[What to work on]:
The result should be a full, exact repeat of the entries, free of pictures.

[Collected data entries]
----

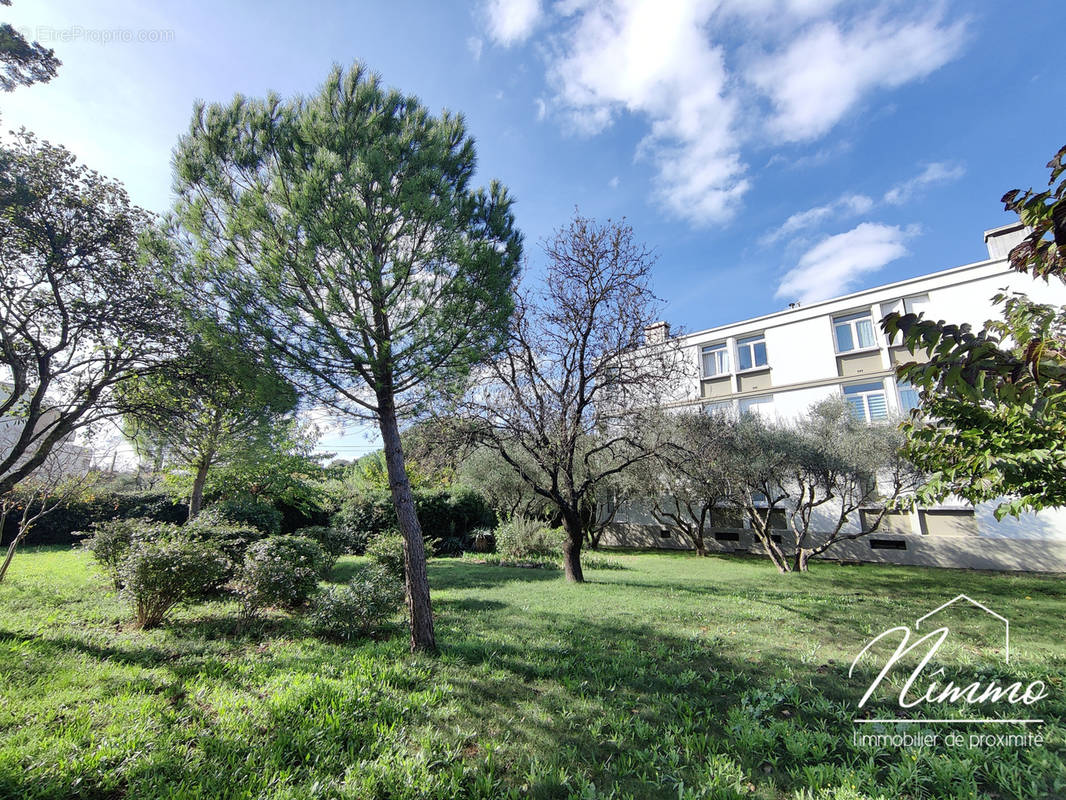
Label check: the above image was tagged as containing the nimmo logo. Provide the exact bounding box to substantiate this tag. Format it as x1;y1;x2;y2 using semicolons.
848;595;1047;730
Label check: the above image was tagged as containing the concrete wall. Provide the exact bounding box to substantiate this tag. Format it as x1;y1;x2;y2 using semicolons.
602;507;1066;572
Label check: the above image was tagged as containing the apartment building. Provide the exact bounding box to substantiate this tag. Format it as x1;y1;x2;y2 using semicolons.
604;222;1066;571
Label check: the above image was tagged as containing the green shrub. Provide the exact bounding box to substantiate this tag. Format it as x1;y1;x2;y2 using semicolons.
119;539;231;628
294;526;348;574
184;510;265;572
237;535;324;612
364;530;407;583
495;517;564;562
364;530;436;583
83;519;181;588
309;568;403;641
208;497;283;536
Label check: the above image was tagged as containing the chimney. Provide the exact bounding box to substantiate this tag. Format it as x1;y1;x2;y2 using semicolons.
644;320;670;344
983;221;1028;260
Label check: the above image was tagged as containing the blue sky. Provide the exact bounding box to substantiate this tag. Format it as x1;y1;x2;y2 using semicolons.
4;0;1064;459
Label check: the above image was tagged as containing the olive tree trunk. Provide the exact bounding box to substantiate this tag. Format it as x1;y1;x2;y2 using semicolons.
561;508;585;583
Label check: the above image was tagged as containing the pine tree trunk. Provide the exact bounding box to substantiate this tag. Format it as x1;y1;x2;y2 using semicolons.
188;460;210;521
561;510;585;583
378;395;437;654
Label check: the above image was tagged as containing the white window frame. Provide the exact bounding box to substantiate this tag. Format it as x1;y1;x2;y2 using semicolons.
703;400;734;416
738;395;772;417
701;342;730;377
897;379;920;414
843;381;888;423
833;311;877;353
735;333;768;372
904;294;930;316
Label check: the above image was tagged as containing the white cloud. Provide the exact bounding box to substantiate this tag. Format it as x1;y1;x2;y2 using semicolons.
483;2;969;227
749;10;968;142
534;97;547;120
608;175;620;189
546;0;747;225
762;193;873;245
485;0;543;45
467;36;484;61
884;161;966;205
775;222;913;303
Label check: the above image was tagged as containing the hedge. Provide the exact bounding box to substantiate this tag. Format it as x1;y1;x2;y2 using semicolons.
0;491;328;548
333;486;495;555
0;491;187;548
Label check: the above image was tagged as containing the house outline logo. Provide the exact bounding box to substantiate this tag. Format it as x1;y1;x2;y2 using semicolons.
914;594;1010;663
847;594;1046;723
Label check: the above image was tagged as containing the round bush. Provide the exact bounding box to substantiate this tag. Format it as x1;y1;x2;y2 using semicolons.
238;535;325;612
495;517;564;562
184;511;264;574
119;539;231;629
294;526;348;574
208;497;283;536
83;519;181;588
309;569;403;641
364;530;407;583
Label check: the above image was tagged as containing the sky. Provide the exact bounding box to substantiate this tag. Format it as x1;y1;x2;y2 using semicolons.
4;0;1064;460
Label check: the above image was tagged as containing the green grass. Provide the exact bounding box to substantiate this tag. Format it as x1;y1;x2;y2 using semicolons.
0;547;1063;799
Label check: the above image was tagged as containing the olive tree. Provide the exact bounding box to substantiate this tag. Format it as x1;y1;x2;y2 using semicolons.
715;400;921;573
628;409;733;557
172;64;522;652
783;398;922;571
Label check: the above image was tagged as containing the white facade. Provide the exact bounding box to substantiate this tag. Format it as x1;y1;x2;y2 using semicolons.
605;223;1066;571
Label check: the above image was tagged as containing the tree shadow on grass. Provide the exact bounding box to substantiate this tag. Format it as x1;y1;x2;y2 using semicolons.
4;559;1065;799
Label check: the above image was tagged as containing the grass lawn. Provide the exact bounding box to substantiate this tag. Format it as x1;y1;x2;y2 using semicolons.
0;547;1063;799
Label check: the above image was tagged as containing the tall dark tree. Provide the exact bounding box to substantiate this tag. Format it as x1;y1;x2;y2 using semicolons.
172;63;522;653
0;1;61;91
460;215;688;582
0;130;180;497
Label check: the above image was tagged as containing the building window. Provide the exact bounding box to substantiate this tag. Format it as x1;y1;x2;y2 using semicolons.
834;311;876;353
844;381;888;423
919;509;978;536
904;294;930;316
704;400;733;416
736;334;768;371
897;380;920;414
702;342;730;377
739;395;772;417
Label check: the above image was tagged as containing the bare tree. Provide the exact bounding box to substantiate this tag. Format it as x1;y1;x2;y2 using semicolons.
0;434;100;583
0;130;180;498
460;215;689;582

----

[Response for this exercise]:
Label check: the above image was tagged as containing the nimmo logo. Provide the exact bounding box to substantiate this tag. Format it as x1;y1;x2;y2 using semicolons.
848;595;1047;730
Label check: the above image was tagged as containing the concrete wall. Provide the exact bounding box to substantiate this tag. Format it as x1;y1;x2;y2 using semicolons.
602;507;1066;572
Label check: the above image was tagged as containing the apartment building. Provide the exact bounding box to substantiate this tag. Format it as x1;y1;x2;y2 using semicolons.
604;222;1066;571
Label check: the above image was tagged as containing the green shrub. Provide the exact bounding box to substantiate this tag. Format it as x1;y1;x2;y2 using semicolons.
119;539;231;628
294;526;348;574
184;510;265;572
237;535;324;612
364;530;407;583
495;517;564;562
364;530;436;583
83;519;181;588
309;568;403;641
208;497;283;536
Label check: the above image was tagged as containing the chimney. Provide the exact bounding box to substantiate this tag. Format it as x1;y1;x2;y2 using semicolons.
644;320;670;344
983;221;1028;260
Label check: the above image was tagged as containing the blue sky. Provide the exact bounding box to substantiate this tag. Format it as x1;y1;x2;y2 using semicolons.
4;0;1064;459
Label check: the above image was tagged as containing the olive tree trunk. Provide the exact bounding box to substantiate this tag. Format it as x1;y1;x2;y2 using semicolons.
561;508;585;583
Label check: the above image was tagged as containing the pine tree trunk. Provide the exact bounding box to substantiate this tag. Format it as x1;y1;x2;y2 using semicolons.
188;460;210;521
561;510;585;583
378;395;437;654
Label check: the above image was tagged as containing the white window frame. Provide the exact bounding box to substantiate this tag. Format it as x1;y1;x2;y2 using semicolons.
703;400;734;416
738;395;772;417
701;342;730;377
897;379;920;414
843;381;888;423
833;311;877;353
735;333;768;372
904;294;930;316
Label check: the above image was tagged as containing the white cloud. Provide the exact bounding box to substantiate this tag. Format it as x1;y1;x2;y2 using semicolons.
483;2;969;227
749;10;968;142
534;97;547;120
608;175;620;189
546;0;747;225
762;193;873;245
485;0;543;45
467;36;484;61
884;161;966;205
775;222;913;303
Label check: the above image was tagged as containing the hedge. Provide the exact bounding box to substantiate this tag. Format it as x1;y1;x2;y2 using semicolons.
0;491;328;548
333;486;495;555
0;491;187;548
Label check: the above image was tagged as containing the house outline logo. Provide the exact bounding box to substantiate this tag. Format it as x1;y1;x2;y2 using semicolons.
914;594;1010;663
847;594;1046;723
Label check: the above image was tagged as containing the round bush. Provide the exact bounding box to substantiate this tag. Format it as x1;y1;x2;y2 using semicolons.
238;535;325;612
495;517;564;562
184;511;264;574
119;539;231;629
294;526;348;574
208;497;283;536
83;519;181;588
309;569;403;641
364;530;407;583
Label check: the above image was tagged as containing the sky. Provide the exact bounding box to substantiate this tag. Format it as x1;y1;x2;y2 using semicolons.
4;0;1064;460
Label check: the above image was tagged as containing the green grass. Provide the exact bounding box to substantiate this tag. Format it as x1;y1;x2;y2 using semicolons.
0;547;1063;799
Label check: the above image was tagged as containing the olive tree. Provide the exact bounding box to substantiate this tag. Format it as x1;y1;x2;y2 using semicolons.
715;400;921;573
628;409;733;557
172;64;522;652
783;398;922;571
Label check: the above image was tagged as containing the white facade. Provide the exact bounding box to substantiate this tag. Format it as x1;y1;x2;y2 using semicolons.
605;223;1066;571
Label check: the above image was tagged as containing the tree shadow on grass. Provide the exact bounding box to substantiate this tag. Format it as x1;y1;x2;y2 using semicolons.
4;559;1065;799
Label check: the above image was tagged as containing the grass lawn. Provide the exact bounding box to substantiate this tag. Format it as x1;y1;x2;y2 using semicolons.
0;547;1063;799
Label check: the above image was tagged as containing the tall dark tree. Provide the exact bounding box to substantiate this tag. Format it as x1;y1;x2;y2 using semicolons.
172;63;522;653
0;1;61;91
460;215;688;582
0;130;180;497
Label check: the above image was tagged as containing the building window. Provide the exact bounding box to substantiate this tag. Format it as x1;y1;x2;y2 using semicolons.
834;311;876;353
844;381;888;423
919;509;978;536
904;294;930;316
704;400;733;416
736;334;768;371
897;380;920;414
702;342;730;377
739;395;772;417
Label check: the above image was tagged as containing the bare tree. Provide the exact bounding box to substantiate this tag. Format it as x1;y1;x2;y2 using semicolons.
0;434;100;583
0;130;180;498
460;215;689;582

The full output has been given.